- [EXERCISE DESCRIPTION]: Reproduce word for word the part of the forum post on the car's cooling problems that begins at "## Blue Angel" and stops after "car was repaired.".

Thanks Jim, I merged the two.


----------



## Blue Angel (Feb 18, 2011)

Ober, my first thought was collision damage also. This is the first time I have seen an owner with broken radiator issues. However, the fact the OP has now had the rad changed twice makes me wonder if something else is going on...

Diablo, I'm wondering if somehow your cooling system is being over pressurized? There's a cap on your coolant surge tank that is supposed to relieve excess pressure in the cooling system. If the surge tank is over filled and the cap is not opening at the correct pressure, the cooling system may be suffering. Your list of failures might suggest that (water pump x2, radiator x2, turbocharger...), however this is just me taking a guess at it. It would be difficult to imagine this condition existing after each time the car was repaired.

Keep a close eye on your coolant level in the tank and make sure it's not over/under filled. That, and getting the cap pressure tested are the only bits of advice I can offer. Good luck!

- [RECORD SET]:
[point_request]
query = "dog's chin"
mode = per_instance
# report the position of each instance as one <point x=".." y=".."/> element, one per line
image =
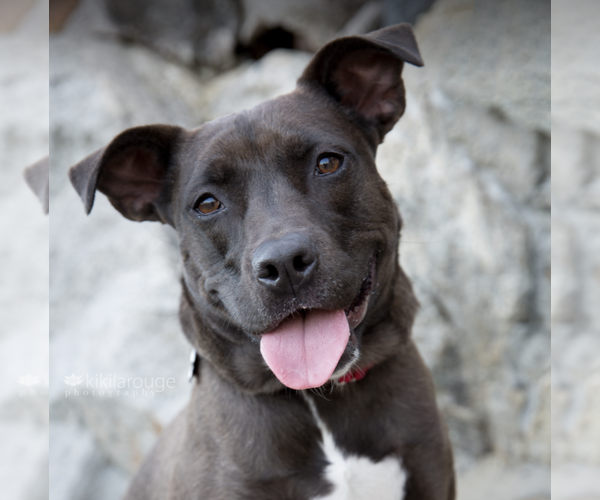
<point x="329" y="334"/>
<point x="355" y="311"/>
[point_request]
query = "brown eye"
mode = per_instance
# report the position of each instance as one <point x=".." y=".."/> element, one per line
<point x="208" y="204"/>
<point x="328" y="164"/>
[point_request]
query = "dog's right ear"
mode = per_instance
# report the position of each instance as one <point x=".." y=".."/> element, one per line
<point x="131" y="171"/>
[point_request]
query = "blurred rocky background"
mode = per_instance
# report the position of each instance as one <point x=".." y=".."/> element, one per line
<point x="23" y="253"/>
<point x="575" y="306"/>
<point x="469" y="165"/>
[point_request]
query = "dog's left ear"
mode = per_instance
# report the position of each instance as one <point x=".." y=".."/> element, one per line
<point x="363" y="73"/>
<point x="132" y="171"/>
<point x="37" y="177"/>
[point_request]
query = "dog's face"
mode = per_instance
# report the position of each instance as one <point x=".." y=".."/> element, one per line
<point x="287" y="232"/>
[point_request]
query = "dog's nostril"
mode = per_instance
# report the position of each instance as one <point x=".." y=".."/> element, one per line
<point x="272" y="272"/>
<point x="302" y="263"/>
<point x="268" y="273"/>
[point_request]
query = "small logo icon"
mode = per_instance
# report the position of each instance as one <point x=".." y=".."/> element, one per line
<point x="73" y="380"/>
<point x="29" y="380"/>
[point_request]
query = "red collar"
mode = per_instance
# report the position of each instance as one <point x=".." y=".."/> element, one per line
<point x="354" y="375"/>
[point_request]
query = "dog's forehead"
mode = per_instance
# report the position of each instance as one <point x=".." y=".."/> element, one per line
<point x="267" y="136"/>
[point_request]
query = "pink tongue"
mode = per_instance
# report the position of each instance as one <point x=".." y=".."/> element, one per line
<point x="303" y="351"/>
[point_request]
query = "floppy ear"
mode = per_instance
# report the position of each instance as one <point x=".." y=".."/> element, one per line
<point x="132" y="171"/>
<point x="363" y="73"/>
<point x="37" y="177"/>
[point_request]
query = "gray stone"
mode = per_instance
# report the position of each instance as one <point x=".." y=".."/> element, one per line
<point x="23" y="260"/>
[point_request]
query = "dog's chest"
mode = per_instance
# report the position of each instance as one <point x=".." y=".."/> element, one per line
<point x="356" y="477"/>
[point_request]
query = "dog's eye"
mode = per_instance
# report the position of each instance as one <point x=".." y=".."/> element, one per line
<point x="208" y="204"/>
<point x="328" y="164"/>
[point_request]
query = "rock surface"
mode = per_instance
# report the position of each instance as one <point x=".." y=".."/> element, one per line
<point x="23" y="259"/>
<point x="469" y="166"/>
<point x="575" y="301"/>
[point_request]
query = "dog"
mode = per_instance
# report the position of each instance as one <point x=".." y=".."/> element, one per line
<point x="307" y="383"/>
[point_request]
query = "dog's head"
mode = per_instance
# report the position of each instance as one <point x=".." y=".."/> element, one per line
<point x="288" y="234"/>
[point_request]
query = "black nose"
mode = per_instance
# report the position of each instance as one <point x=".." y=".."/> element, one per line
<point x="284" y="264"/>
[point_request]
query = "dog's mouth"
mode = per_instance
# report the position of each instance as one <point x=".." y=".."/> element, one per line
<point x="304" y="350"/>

==

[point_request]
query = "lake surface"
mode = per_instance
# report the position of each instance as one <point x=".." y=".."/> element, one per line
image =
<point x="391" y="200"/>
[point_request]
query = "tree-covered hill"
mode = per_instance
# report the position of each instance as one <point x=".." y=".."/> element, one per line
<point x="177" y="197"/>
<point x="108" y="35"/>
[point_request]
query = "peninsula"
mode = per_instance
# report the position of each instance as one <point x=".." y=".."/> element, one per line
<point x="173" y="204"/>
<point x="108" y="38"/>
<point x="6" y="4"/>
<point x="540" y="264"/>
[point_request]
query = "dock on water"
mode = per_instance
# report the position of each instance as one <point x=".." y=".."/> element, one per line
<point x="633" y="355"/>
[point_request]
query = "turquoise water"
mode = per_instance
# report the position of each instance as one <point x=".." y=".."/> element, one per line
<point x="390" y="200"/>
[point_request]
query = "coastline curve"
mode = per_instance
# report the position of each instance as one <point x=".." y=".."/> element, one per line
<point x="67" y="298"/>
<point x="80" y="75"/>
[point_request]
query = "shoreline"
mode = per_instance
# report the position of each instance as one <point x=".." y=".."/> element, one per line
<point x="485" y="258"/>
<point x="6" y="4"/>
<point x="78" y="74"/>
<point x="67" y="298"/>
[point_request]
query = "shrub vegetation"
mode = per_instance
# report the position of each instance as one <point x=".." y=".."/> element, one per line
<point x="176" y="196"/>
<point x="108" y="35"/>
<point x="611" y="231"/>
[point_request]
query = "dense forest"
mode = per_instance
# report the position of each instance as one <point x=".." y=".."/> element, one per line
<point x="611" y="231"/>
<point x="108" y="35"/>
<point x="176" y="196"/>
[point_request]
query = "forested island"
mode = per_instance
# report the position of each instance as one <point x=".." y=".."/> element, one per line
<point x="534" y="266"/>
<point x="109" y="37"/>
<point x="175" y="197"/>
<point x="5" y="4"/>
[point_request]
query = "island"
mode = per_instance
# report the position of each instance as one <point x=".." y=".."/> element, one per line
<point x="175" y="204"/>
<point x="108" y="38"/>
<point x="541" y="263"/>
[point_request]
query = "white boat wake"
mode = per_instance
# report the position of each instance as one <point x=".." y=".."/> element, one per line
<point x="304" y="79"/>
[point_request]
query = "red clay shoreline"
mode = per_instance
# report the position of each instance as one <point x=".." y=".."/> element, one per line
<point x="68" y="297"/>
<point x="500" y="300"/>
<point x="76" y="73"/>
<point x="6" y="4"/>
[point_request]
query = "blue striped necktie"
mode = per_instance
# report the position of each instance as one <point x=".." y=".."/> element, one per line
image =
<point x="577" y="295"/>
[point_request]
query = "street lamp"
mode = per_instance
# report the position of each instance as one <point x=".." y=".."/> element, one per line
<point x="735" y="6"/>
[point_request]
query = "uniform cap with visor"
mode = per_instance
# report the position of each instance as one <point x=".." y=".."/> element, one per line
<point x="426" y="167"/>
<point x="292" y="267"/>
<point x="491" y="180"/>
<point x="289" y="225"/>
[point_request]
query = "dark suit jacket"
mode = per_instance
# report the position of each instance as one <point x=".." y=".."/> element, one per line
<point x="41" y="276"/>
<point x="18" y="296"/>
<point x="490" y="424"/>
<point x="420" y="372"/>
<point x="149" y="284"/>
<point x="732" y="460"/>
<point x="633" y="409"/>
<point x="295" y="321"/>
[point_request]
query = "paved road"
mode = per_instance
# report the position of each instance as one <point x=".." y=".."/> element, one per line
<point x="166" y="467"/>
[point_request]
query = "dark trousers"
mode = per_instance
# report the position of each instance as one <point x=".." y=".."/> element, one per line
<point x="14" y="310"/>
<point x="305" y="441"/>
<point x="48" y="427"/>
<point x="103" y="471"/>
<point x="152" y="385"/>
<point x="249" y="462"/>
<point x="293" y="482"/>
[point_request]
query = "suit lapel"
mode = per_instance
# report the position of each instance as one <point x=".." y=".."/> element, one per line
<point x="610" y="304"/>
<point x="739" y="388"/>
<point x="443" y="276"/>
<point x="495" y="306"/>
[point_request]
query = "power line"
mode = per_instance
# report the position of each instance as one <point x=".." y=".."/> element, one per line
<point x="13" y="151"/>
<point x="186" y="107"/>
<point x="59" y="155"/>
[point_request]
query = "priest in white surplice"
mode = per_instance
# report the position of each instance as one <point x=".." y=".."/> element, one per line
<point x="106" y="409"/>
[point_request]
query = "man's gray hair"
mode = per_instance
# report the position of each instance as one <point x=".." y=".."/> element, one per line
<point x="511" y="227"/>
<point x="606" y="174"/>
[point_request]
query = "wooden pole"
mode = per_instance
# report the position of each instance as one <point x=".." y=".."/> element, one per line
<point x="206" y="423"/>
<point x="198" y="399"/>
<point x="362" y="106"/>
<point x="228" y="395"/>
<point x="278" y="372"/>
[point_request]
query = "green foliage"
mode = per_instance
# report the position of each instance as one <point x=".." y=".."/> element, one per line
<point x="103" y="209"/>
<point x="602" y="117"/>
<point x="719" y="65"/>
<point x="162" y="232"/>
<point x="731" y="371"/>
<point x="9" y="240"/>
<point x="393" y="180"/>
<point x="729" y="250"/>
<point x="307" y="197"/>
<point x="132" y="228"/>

- [WRITTEN RESPONSE]:
## Blue Angel (Feb 18, 2011)

Ober, my first thought was collision damage also. This is the first time I have seen an owner with broken radiator issues. However, the fact the OP has now had the rad changed twice makes me wonder if something else is going on...

Diablo, I'm wondering if somehow your cooling system is being over pressurized? There's a cap on your coolant surge tank that is supposed to relieve excess pressure in the cooling system. If the surge tank is over filled and the cap is not opening at the correct pressure, the cooling system may be suffering. Your list of failures might suggest that (water pump x2, radiator x2, turbocharger...), however this is just me taking a guess at it. It would be difficult to imagine this condition existing after each time the car was repaired.